Texte fourni:

4A_62/2019, 4A_354/2019

Arrêt du 6 août 2019

Ire Cour de droit civil

Composition

Mmes les juges Kiss, présidente, Niquille et May Canellas.

Greffier : M. Thélin.

Participants à la procédure

D.________,

demandeur et recourant,

contre

A.________,

B.________ et

C.________,

représentés par Me Stéphane Jordan,

défendeurs et intimés;

E.________,

partie intéressée.

Objet

arbitrage interne; composition du tribunal arbitral

recours contre les prononcés de la Chambre des affaires arbitrales du Tribunal
cantonal du canton du Valais du 14 décembre 2018 (4A_62/2019)et du 5 juillet
2019 (4A_354/2019).

Faits :

A. 

D.________, A.________, B.________ et C.________ se sont liés par un contrat de
société simple en vue d'exercer dans des locaux communs, à Sion, leurs
professions d'avocat et de notaire.

Par une convention du 31 janvier 2008, les associés ont convenu que Me
D.________ quitterait la société et que celle-ci continuerait entre les trois
autres associés. La convention réglait les modalités financières de la sortie
de Me D.________ et elle incluait une clause d'arbitrage : un litige devrait
être résolu par une ou un arbitre unique à désigner par le Bâtonnier de l'Ordre
des avocats valaisans.

Le 21 février 2008, le Bâtonnier a désigné Me E.________, avocate, en qualité
d'arbitre unique siégeant à Sierre.

Me D.________ a ouvert action contre ses trois anciens associés devant
l'arbitre unique ainsi désignée. Il a notamment réclamé un million de francs
pour liquidation de la société simple et un million de francs à titre de
dommages-intérêts.

L'arbitre unique a rendu une sentence finale le 16 septembre 2014. Accueillant
partiellement l'action, elle a condamné les défendeurs à payer solidairement
145'505 fr. en capital.

Par deux arrêts du 1er avril 2015, le Tribunal fédéral a rejeté les recours
respectivement exercés contre la sentence par le demandeur (arrêt 4A_599/2014)
et par les défendeurs (arrêt 4A_597/2014), dans la mesure où ces recours
étaient recevables.

B. 

Le 4 août 2017, le demandeur a saisi le Tribunal fédéral d'une demande de
révision tendant à l'annulation de la sentence arbitrale et à l'annulation de
l'arrêt 4A_599/2014 rendu le 1er avril 2015. Cette demande a été jugée
irrecevable le 21 septembre 2017 (arrêt 4A_393/2017 et 4F_21/2017).

C. 

Aussi le 4 août 2017, le demandeur a adressé une demande de révision au
Tribunal cantonal du canton du Valais, tendant essentiellement à l'annulation
de la sentence arbitrale. Le demandeur prétendait avoir été récemment informé
de faits propres à mettre en doute l'impartialité de l'arbitre unique dans la
procédure arbitrale, et propres à justifier, par conséquent, l'annulation de la
sentence.

Données brutes:
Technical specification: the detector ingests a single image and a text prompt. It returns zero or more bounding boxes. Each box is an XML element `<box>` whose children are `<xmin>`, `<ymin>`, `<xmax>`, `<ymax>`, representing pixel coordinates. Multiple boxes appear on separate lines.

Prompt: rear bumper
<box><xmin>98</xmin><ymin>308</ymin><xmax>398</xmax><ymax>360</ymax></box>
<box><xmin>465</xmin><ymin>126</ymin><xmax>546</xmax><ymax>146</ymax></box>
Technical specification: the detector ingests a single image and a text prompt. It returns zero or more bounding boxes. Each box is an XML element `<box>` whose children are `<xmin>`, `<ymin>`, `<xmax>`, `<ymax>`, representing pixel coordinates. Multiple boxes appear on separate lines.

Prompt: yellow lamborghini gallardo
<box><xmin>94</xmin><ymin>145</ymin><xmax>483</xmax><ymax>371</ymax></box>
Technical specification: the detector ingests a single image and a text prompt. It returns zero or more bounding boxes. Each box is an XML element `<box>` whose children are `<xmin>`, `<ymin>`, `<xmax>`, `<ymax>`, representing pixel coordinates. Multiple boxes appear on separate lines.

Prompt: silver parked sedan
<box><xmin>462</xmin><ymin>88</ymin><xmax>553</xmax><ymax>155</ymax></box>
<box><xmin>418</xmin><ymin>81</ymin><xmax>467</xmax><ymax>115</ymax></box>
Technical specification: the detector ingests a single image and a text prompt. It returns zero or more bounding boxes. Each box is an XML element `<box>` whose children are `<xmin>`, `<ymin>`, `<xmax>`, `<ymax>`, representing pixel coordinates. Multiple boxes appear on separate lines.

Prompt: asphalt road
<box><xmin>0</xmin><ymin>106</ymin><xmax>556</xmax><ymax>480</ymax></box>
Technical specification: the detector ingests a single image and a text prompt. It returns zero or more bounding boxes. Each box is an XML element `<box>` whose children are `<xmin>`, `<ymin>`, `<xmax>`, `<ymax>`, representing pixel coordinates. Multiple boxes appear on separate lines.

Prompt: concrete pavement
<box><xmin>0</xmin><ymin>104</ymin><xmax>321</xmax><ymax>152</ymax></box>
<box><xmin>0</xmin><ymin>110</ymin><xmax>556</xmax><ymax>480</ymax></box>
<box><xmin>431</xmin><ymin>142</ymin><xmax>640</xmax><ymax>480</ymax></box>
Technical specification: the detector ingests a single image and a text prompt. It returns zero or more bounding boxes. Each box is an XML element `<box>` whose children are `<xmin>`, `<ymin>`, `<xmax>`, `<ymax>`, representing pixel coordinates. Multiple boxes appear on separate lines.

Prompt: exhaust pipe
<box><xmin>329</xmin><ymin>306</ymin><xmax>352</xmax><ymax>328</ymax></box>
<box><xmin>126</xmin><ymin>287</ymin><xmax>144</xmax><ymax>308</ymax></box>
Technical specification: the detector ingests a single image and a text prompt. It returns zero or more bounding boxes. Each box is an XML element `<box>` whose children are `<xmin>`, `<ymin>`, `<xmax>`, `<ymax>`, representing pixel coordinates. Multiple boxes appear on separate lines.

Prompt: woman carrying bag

Problème à résoudre: Dans le texte fourni, recopiez s'il vous plaît le passage qui débute par "D.________, A.________, B.________ et" et se termine après "et de notaire.", en changeant "locaux communs" en "bureaux partagés".

Solution:
D.________, A.________, B.________ et C.________ se sont liés par un contrat de
société simple en vue d'exercer dans des bureaux partagés, à Sion, leurs
professions d'avocat et de notaire.